● **Objective 1**:
Copy the passage on higher education stratification from "Notwithstanding, most of" to "to high-status institutions.".

● **Page excerpt**:
Notwithstanding, most of the research on access to postgraduate education, while considering the status of institutions at the undergraduate level, does not take into account the positions of institutions attended by graduate students. Indeed, if we observe that graduate outcomes vary substantially depending on the type of institution attended at the undergraduate level, a working hypothesis is that this is also the case at the postgraduate level. In the following section, we review the literature that considers socioeconomic inequalities in access to high-status institutions.

Inequalities and the stratification of higher education

There is a burgeoning corpus of research tackling the role of qualitative differences between education providers in reproducing socioeconomic inequalities in access, experiences and labour market outcomes of students (Shavit et al., 2007; Mullen, 2009; Boliver, 2011; Binder & Abel, 2019). This research, consistent with Lucas’ (2001) ‘effectively maintained inequality’ thesis, supports the idea that socioeconomically advantaged families try to secure better types of education for their children, particularly in contexts of expansion. As Arum et al. (2007, p. 1) suggest, the expansion of higher education ‘has been accompanied by differentiation. Systems that had consisted almost exclusively of research universities developed second-tier and less selective colleges’, and most of the expansion happened, particularly among non-traditional students, in these less selective institutions. This is especially true of the UK. In the late 1980s and early 1990s, fostered by a ‘renewed political commitment to higher education expansion’ (Boliver, 2011, p. 233) and the upgrading of the former polytechnics to the title of university in 1992 (Shattock, 2012), higher-education enrolments in the UK increased dramatically. This expansion of both enrolments and the number of institutions with a university title brought about an explicit drive for differentiation, as the status differentials and disparities in the outcomes of their graduates persist between those universities founded before 1992 and the new set of universities (Bathmaker et al., 2013). A good example of this drive can be found in the first Times Good University Guide, published in 1993 (O’Leary & Cannon, 1993). In the preface of the latter publication, the authors stated ‘[…] the existence of more than 90 diverse universities and an ever-growing pool of graduates will make a pecking order inevitable’ (O’Leary & Cannon, 1993, p.3). In the UK, this drive for differentiation was translated into a very British ‘club strategy’, as expressed by Scott (1995, p. 52). He adds that

the pressure to create an elite sector, able to compete globally, [was] reflected in the emergence of an informal grouping of the vice-chancellors of Oxford, Cambridge, the main London college and the big civics, the so-called “Russell Group”’ (ibid.), which is now used as a category of prestige in UK higher education. Other groupings followed, known as ‘mission groups’, which sought to establish distinctive institutional identities based on, roughly speaking, similar origins, ethos and ambitions (Scott, 2013).

Entries from a pointing dataset
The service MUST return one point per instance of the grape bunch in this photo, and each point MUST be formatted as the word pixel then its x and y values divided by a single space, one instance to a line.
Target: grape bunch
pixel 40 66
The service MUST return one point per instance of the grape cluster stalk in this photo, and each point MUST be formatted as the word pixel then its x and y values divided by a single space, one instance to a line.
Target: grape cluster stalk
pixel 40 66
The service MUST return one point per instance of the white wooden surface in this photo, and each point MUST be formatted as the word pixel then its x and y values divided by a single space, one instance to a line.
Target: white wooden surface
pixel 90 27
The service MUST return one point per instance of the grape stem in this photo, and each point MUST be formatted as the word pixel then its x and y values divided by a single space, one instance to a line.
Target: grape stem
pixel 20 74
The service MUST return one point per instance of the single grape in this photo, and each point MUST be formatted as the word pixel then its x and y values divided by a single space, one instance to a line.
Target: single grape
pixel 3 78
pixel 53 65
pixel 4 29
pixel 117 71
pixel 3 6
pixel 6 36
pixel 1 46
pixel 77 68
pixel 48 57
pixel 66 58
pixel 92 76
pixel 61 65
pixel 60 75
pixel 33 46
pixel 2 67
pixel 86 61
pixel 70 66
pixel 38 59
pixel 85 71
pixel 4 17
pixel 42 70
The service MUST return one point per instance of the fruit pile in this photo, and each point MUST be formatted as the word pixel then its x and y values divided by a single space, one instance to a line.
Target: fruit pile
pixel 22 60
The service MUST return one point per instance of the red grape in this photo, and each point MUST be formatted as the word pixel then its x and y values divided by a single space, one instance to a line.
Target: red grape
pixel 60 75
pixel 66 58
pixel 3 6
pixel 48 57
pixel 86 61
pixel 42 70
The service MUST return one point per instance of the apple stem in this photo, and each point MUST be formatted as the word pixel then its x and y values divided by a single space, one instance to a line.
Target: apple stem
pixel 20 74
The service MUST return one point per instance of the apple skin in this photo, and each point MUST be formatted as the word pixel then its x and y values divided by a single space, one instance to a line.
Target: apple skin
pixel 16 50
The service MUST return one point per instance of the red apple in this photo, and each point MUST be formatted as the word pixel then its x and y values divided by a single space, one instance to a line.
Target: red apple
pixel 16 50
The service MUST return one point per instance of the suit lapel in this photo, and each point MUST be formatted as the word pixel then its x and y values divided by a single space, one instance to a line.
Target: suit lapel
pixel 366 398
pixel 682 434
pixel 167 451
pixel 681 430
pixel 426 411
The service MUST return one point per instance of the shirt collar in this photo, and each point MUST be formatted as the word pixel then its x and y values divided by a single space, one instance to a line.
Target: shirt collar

● **Objective 2**:
Turn the records, from the line with "the apple stem" through the last line of the records, into a Markdown table with the columns Row and Record line. Give each line its own row and leave out blank lines.

● **Right answer 1**:
Notwithstanding, most of the research on access to postgraduate education, while considering the status of institutions at the undergraduate level, does not take into account the positions of institutions attended by graduate students. Indeed, if we observe that graduate outcomes vary substantially depending on the type of institution attended at the undergraduate level, a working hypothesis is that this is also the case at the postgraduate level. In the following section, we review the literature that considers socioeconomic inequalities in access to high-status institutions.

● **Right answer 2**:
| Row | Record line |
|---|---|
| 1 | The service MUST return one point per instance of the apple stem in this photo, and each point MUST be formatted as the word pixel then its x and y values divided by a single space, one instance to a line. |
| 2 | Target: apple stem |
| 3 | pixel 20 74 |
| 4 | The service MUST return one point per instance of the apple skin in this photo, and each point MUST be formatted as the word pixel then its x and y values divided by a single space, one instance to a line. |
| 5 | Target: apple skin |
| 6 | pixel 16 50 |
| 7 | The service MUST return one point per instance of the red apple in this photo, and each point MUST be formatted as the word pixel then its x and y values divided by a single space, one instance to a line. |
| 8 | Target: red apple |
| 9 | pixel 16 50 |
| 10 | The service MUST return one point per instance of the suit lapel in this photo, and each point MUST be formatted as the word pixel then its x and y values divided by a single space, one instance to a line. |
| 11 | Target: suit lapel |
| 12 | pixel 366 398 |
| 13 | pixel 682 434 |
| 14 | pixel 167 451 |
| 15 | pixel 681 430 |
| 16 | pixel 426 411 |
| 17 | The service MUST return one point per instance of the shirt collar in this photo, and each point MUST be formatted as the word pixel then its x and y values divided by a single space, one instance to a line. |
| 18 | Target: shirt collar |